Collected data
..............................
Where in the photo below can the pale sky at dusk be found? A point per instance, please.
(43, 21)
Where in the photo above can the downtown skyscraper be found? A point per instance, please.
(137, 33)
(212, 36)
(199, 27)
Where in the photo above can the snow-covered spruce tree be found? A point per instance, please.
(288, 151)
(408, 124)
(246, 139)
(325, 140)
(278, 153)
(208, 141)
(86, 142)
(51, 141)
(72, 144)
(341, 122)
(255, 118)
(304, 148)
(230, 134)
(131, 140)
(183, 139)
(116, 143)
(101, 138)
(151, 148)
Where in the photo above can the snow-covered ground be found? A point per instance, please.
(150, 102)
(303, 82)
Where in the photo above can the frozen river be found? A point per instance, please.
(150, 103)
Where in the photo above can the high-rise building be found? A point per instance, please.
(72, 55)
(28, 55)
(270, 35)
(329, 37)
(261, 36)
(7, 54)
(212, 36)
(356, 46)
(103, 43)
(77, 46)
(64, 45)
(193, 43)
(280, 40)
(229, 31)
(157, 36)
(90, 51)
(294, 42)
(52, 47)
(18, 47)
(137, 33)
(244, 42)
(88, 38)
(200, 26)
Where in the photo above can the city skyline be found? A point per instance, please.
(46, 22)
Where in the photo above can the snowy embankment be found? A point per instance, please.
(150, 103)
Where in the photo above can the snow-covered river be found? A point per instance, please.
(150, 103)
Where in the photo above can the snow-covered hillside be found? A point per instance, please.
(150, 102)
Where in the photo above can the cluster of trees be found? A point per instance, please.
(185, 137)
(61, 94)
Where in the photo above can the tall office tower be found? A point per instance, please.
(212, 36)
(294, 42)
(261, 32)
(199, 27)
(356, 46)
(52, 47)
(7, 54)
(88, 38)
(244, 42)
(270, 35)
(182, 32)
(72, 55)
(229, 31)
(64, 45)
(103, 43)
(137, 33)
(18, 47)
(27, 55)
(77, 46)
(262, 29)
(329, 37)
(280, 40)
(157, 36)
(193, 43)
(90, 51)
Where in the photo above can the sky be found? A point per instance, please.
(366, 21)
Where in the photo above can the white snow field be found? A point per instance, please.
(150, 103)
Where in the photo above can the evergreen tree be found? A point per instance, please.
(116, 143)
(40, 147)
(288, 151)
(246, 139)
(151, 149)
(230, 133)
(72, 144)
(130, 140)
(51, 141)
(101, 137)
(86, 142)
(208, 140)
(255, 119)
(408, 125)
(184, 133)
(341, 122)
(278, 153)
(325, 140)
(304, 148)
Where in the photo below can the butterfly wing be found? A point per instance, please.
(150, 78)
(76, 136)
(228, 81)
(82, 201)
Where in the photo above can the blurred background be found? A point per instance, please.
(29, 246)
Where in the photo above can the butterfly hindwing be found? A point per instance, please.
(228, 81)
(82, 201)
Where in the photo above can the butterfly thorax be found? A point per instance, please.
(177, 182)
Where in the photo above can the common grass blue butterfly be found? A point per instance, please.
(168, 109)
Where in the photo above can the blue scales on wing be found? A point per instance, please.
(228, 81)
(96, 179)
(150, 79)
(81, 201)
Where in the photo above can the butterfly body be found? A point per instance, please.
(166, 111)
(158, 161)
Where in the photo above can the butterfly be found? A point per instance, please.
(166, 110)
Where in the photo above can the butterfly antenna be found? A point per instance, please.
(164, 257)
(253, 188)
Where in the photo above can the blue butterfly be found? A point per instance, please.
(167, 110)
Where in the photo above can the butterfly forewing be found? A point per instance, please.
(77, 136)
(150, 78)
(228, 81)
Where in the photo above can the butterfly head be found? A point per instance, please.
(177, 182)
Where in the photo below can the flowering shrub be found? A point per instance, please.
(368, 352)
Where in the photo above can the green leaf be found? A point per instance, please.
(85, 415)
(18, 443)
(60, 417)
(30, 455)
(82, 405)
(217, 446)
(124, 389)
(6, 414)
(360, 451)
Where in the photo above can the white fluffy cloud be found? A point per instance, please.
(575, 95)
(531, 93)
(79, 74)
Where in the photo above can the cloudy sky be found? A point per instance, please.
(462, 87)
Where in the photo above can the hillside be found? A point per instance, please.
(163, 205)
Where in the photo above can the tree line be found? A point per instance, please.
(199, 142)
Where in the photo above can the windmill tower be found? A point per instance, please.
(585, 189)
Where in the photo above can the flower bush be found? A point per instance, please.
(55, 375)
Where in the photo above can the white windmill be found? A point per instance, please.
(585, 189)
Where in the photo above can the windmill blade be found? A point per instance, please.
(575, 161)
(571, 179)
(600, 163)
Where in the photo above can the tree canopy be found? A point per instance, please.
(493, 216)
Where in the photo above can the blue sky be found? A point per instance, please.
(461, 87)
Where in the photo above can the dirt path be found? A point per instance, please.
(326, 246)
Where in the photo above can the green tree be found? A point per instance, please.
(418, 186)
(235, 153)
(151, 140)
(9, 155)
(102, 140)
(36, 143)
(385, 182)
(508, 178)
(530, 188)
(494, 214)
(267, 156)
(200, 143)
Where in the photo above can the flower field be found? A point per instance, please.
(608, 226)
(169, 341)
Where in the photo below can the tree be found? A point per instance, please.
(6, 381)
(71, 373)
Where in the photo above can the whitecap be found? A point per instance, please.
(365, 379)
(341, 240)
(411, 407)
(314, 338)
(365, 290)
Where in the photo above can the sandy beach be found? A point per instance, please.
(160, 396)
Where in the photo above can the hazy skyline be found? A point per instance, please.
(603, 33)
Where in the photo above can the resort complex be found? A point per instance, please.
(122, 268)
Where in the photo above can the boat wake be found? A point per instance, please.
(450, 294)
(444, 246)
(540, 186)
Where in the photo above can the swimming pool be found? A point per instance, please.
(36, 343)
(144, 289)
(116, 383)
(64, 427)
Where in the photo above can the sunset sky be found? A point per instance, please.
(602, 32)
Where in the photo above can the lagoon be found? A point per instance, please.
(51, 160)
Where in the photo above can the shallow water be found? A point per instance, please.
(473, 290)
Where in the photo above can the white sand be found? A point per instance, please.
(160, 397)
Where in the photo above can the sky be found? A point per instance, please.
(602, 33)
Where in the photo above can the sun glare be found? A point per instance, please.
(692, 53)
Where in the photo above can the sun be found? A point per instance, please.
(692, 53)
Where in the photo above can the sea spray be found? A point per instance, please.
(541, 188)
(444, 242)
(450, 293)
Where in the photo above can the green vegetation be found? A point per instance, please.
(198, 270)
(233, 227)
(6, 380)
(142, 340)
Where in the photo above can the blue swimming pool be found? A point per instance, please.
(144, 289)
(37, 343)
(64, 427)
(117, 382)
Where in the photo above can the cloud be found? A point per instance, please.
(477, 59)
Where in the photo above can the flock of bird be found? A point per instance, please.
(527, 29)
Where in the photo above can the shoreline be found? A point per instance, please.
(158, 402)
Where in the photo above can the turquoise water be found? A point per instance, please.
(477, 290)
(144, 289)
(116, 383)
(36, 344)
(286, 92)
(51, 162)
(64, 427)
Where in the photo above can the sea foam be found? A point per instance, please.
..............................
Word for word, write out each of the records shown above.

Where in the photo below can the pale sky at dusk be found? A point per instance, please.
(43, 21)
Where in the photo above can the downtown skyscraper be found? A point per instance, please.
(137, 33)
(212, 36)
(199, 27)
Where in the photo above can the snow-covered spruce tree be found? A point per instance, please.
(288, 151)
(408, 124)
(246, 139)
(325, 140)
(278, 153)
(208, 141)
(86, 142)
(51, 141)
(72, 144)
(341, 122)
(255, 118)
(304, 148)
(230, 134)
(131, 140)
(183, 139)
(116, 143)
(101, 138)
(151, 148)
Where in the photo above can the snow-covered ground be found? A point per instance, please.
(150, 102)
(303, 82)
Where in the photo above can the frozen river be found? A point per instance, please.
(150, 103)
Where in the photo above can the high-rise building be found? A point per instance, please.
(72, 55)
(28, 55)
(270, 35)
(329, 37)
(261, 36)
(7, 54)
(212, 36)
(356, 46)
(103, 43)
(77, 46)
(64, 45)
(193, 43)
(280, 40)
(229, 31)
(157, 36)
(90, 51)
(294, 42)
(52, 47)
(18, 47)
(137, 33)
(244, 42)
(88, 38)
(200, 26)
Where in the photo above can the city skyline be found? A point per instance, please.
(46, 22)
Where in the photo above can the snowy embankment be found? A point per instance, please.
(150, 103)
Where in the photo above can the snow-covered river be found? A point per instance, please.
(150, 103)
Where in the photo above can the snow-covered hillside be found? A point per instance, please.
(150, 102)
Where in the photo above can the cluster of trees be found? A point per instance, please.
(185, 137)
(61, 94)
Where in the photo above can the tall office tower be found? A point per instance, please.
(212, 36)
(294, 42)
(261, 32)
(199, 27)
(356, 46)
(52, 47)
(7, 54)
(88, 38)
(244, 42)
(270, 35)
(182, 32)
(72, 55)
(229, 31)
(64, 45)
(103, 43)
(137, 33)
(18, 47)
(27, 55)
(77, 46)
(262, 29)
(329, 37)
(280, 40)
(157, 36)
(193, 43)
(90, 51)
Where in the photo above can the sky be found? A point per instance, please.
(366, 21)
Where in the photo above can the white snow field be found? A point per instance, please.
(150, 103)
Where in the photo above can the evergreen tree be found? A point per instance, please.
(116, 143)
(40, 147)
(288, 151)
(246, 139)
(151, 149)
(230, 133)
(72, 144)
(130, 140)
(51, 141)
(101, 137)
(86, 142)
(208, 140)
(255, 119)
(408, 125)
(184, 133)
(341, 122)
(278, 153)
(325, 140)
(304, 148)
Where in the photo below can the butterfly wing be found? A point per instance, please.
(150, 78)
(76, 136)
(228, 81)
(82, 201)
Where in the photo above can the blurred background be found? A point per instance, please.
(29, 246)
Where in the photo above can the butterfly hindwing be found? A point per instance, please.
(228, 81)
(82, 201)
Where in the photo above can the butterfly thorax be found? A point per instance, please.
(177, 182)
Where in the photo above can the common grass blue butterfly be found? A point per instance, please.
(168, 109)
Where in the photo above can the blue scales on wing be found? A point per instance, please.
(228, 81)
(96, 179)
(150, 79)
(81, 201)
Where in the photo above can the butterfly body be found? A point per instance, please.
(166, 111)
(158, 161)
Where in the photo above can the butterfly be found? A point per instance, please.
(166, 110)
Where in the photo above can the butterfly antenna be found? A point per instance, please.
(164, 257)
(253, 188)
Where in the photo above can the blue butterfly be found? A point per instance, please.
(167, 110)
Where in the photo above can the butterfly forewing be found? A point per instance, please.
(77, 136)
(150, 78)
(228, 81)
Where in the photo above can the butterfly head be found? A point per instance, please.
(177, 182)
Where in the photo below can the flowering shrub be found? A point per instance, please.
(368, 352)
Where in the photo above can the green leaf be found? A point per instance, please.
(85, 415)
(18, 443)
(60, 417)
(30, 455)
(82, 405)
(217, 446)
(124, 389)
(6, 414)
(360, 451)
Where in the photo above can the white fluffy cloud be found? A point per instance, please.
(575, 95)
(531, 93)
(79, 74)
Where in the photo above can the cloudy sky be found? A point per instance, please.
(462, 87)
Where in the photo above can the hillside be found? A point per instance, please.
(163, 205)
Where in the photo above can the tree line be found? A point per instance, please.
(199, 142)
Where in the photo above can the windmill tower be found? A point per instance, please.
(585, 189)
Where in the photo above can the flower bush be found? A point per instance, please.
(55, 375)
Where in the photo above can the white windmill be found? A point per instance, please.
(585, 189)
Where in the photo above can the windmill blade be found? A point per instance, please.
(575, 161)
(571, 179)
(600, 163)
Where in the photo above can the tree canopy be found? A point per instance, please.
(493, 216)
Where in the photo above can the blue sky be found? A point per instance, please.
(461, 87)
Where in the photo above can the dirt path be found? A point per instance, please.
(326, 246)
Where in the photo above can the green tree be found? A point per instance, please.
(418, 186)
(235, 153)
(151, 140)
(9, 155)
(102, 140)
(36, 143)
(385, 182)
(508, 178)
(530, 188)
(494, 214)
(267, 156)
(200, 143)
Where in the photo above can the flower field be found? A point per instance, please.
(608, 226)
(169, 341)
Where in the photo below can the tree be found? A point per instance, please.
(6, 381)
(71, 373)
Where in the photo above can the whitecap be found? A point per instance, please.
(365, 379)
(341, 240)
(411, 407)
(314, 338)
(365, 290)
Where in the photo above can the sandy beach be found? A point per instance, please.
(160, 396)
Where in the photo above can the hazy skyline be found? A point per instance, please.
(603, 33)
Where in the photo above can the resort complex be found? A point per instance, please.
(122, 268)
Where in the photo above can the boat wake be found? A point per instance, please.
(450, 294)
(444, 246)
(540, 186)
Where in the photo above can the swimming pool be found? A point per instance, please.
(36, 343)
(144, 289)
(116, 383)
(64, 427)
Where in the photo above can the sunset sky be found? A point per instance, please.
(602, 32)
Where in the photo above can the lagoon be found? A point per instance, please.
(51, 160)
Where in the photo above can the shallow water be found? A point per instance, please.
(473, 290)
Where in the photo above can the white sand be found? A point per instance, please.
(160, 397)
Where in the photo above can the sky be found? A point per instance, please.
(602, 33)
Where in the photo above can the sun glare be found? A point per instance, please.
(692, 53)
Where in the photo above can the sun be found? A point per instance, please.
(692, 53)
Where in the photo above can the sea spray be found? A point per instance, please.
(541, 188)
(444, 242)
(450, 293)
Where in the photo above can the green vegetation be found? A point per instance, please.
(198, 270)
(233, 227)
(6, 380)
(142, 340)
Where in the photo above can the blue swimming pool be found? A point per instance, please.
(144, 289)
(37, 343)
(64, 427)
(117, 382)
Where in the photo above can the cloud be found? A point per instance, please.
(477, 59)
Where in the photo above can the flock of bird be found? A point per instance, please.
(527, 29)
Where in the photo above can the shoreline be found? A point per instance, please.
(158, 402)
Where in the photo above can the turquoise water be found? A point per instance, please.
(477, 290)
(144, 289)
(116, 383)
(36, 344)
(286, 92)
(51, 162)
(64, 427)
Where in the photo above can the sea foam be found? A point per instance, please.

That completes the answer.